» Your goal
Edit the rows below by changing every "straight edges" to "straight line segments", and leave everything else as it is.

» Input records

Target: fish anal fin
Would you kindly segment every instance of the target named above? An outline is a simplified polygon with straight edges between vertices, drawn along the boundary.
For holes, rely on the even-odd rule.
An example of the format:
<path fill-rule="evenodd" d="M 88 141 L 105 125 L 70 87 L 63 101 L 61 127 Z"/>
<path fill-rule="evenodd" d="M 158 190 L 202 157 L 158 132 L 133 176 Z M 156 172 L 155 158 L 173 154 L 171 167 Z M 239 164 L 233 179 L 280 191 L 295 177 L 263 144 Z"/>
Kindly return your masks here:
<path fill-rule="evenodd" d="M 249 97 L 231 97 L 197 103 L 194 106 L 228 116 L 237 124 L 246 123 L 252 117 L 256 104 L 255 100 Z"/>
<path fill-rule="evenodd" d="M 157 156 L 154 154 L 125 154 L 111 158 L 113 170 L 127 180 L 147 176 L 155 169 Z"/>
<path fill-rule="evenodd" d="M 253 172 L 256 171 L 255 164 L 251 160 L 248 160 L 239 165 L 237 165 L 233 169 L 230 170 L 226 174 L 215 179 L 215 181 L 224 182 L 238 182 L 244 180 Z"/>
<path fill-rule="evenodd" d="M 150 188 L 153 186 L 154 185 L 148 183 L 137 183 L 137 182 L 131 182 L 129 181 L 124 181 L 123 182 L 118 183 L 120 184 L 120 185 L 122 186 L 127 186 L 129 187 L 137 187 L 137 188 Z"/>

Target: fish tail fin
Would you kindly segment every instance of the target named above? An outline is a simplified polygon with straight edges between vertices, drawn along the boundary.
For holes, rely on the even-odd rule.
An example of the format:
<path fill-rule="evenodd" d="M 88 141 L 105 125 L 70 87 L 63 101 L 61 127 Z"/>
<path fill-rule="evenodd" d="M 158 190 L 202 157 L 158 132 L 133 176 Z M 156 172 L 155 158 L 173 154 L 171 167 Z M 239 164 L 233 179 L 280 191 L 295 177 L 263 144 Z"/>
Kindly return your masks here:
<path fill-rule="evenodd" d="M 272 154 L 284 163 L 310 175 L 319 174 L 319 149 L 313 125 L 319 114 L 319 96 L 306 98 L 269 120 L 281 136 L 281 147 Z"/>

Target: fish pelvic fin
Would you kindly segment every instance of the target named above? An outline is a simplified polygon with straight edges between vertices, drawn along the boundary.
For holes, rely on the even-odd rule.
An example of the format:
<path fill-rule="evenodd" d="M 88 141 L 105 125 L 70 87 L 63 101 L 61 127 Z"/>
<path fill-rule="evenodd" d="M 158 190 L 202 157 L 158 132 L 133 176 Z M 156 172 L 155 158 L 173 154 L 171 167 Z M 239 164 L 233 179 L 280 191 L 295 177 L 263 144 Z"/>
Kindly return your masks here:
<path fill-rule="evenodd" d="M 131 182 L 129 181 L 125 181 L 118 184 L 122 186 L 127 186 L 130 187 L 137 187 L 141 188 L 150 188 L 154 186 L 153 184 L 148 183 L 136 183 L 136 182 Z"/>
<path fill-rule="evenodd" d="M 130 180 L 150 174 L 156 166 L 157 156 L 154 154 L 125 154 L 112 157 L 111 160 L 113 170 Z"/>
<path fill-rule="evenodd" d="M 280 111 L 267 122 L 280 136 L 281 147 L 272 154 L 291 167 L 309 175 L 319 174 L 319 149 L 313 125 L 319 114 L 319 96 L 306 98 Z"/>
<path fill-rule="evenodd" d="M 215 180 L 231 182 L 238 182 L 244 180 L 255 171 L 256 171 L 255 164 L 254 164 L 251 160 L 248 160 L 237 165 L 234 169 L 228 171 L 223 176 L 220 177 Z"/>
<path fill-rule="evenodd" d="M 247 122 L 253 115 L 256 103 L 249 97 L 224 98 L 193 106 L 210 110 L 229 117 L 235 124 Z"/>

» Exercise response
Target: fish anal fin
Would you kindly segment every instance of the target named above? An outline is a simplified polygon with straight line segments between vertices, drawn along the boundary.
For holes, rely on the even-odd rule.
An example of the format:
<path fill-rule="evenodd" d="M 88 141 L 105 125 L 70 87 L 63 101 L 61 127 Z"/>
<path fill-rule="evenodd" d="M 158 190 L 202 157 L 158 132 L 133 176 Z M 156 172 L 155 158 L 173 154 L 171 167 Z M 239 164 L 233 179 L 280 191 L 295 177 L 263 144 Z"/>
Kindly return your masks here:
<path fill-rule="evenodd" d="M 249 97 L 231 97 L 197 103 L 194 106 L 228 116 L 237 124 L 246 123 L 252 117 L 256 104 L 255 100 Z"/>
<path fill-rule="evenodd" d="M 157 156 L 154 154 L 125 154 L 111 158 L 113 170 L 127 180 L 147 176 L 155 169 Z"/>
<path fill-rule="evenodd" d="M 253 172 L 256 171 L 255 164 L 251 160 L 248 160 L 239 165 L 237 165 L 233 169 L 230 170 L 226 174 L 215 179 L 215 181 L 224 182 L 238 182 L 244 180 Z"/>
<path fill-rule="evenodd" d="M 150 188 L 153 186 L 154 185 L 148 183 L 137 183 L 137 182 L 131 182 L 129 181 L 124 181 L 123 182 L 118 183 L 120 184 L 120 185 L 122 186 L 127 186 L 129 187 L 137 187 L 137 188 Z"/>

Target: fish tail fin
Would you kindly segment every instance of the target named above? An outline is a simplified polygon with straight line segments between vertices, drawn along the boundary.
For holes, rely on the even-odd rule.
An example of the format:
<path fill-rule="evenodd" d="M 88 141 L 105 125 L 70 87 L 63 101 L 61 127 Z"/>
<path fill-rule="evenodd" d="M 158 190 L 202 157 L 158 132 L 133 176 Z M 156 172 L 155 158 L 173 154 L 171 167 Z M 239 164 L 233 179 L 280 191 L 295 177 L 263 144 Z"/>
Kindly return your masks here:
<path fill-rule="evenodd" d="M 272 154 L 284 163 L 310 175 L 319 174 L 319 149 L 313 125 L 319 114 L 319 96 L 306 98 L 269 120 L 281 136 L 281 147 Z"/>

Target: fish pelvic fin
Would you kindly segment every instance of the target named above? An outline is a simplified polygon with straight line segments between vertices, drawn along the boundary.
For holes, rely on the even-odd rule.
An example of the format:
<path fill-rule="evenodd" d="M 88 141 L 105 125 L 70 87 L 63 101 L 61 127 Z"/>
<path fill-rule="evenodd" d="M 158 190 L 202 157 L 158 132 L 133 176 Z M 156 172 L 155 158 L 173 154 L 171 167 Z M 239 164 L 233 179 L 280 191 L 295 177 L 263 144 Z"/>
Kindly return your masks here:
<path fill-rule="evenodd" d="M 131 182 L 129 181 L 125 181 L 118 184 L 122 186 L 127 186 L 130 187 L 137 187 L 141 188 L 150 188 L 154 186 L 153 184 L 148 183 L 136 183 L 136 182 Z"/>
<path fill-rule="evenodd" d="M 130 180 L 150 174 L 156 166 L 157 156 L 154 154 L 125 154 L 112 157 L 111 160 L 113 170 Z"/>
<path fill-rule="evenodd" d="M 280 111 L 267 122 L 280 136 L 281 147 L 272 154 L 291 167 L 309 175 L 319 174 L 319 149 L 313 125 L 319 114 L 319 96 L 306 98 Z"/>
<path fill-rule="evenodd" d="M 215 180 L 231 182 L 238 182 L 244 180 L 255 171 L 256 171 L 255 164 L 254 164 L 251 160 L 248 160 L 237 165 L 234 169 L 228 171 L 223 176 L 220 177 Z"/>
<path fill-rule="evenodd" d="M 247 122 L 253 115 L 256 103 L 249 97 L 224 98 L 193 106 L 210 110 L 229 117 L 235 124 Z"/>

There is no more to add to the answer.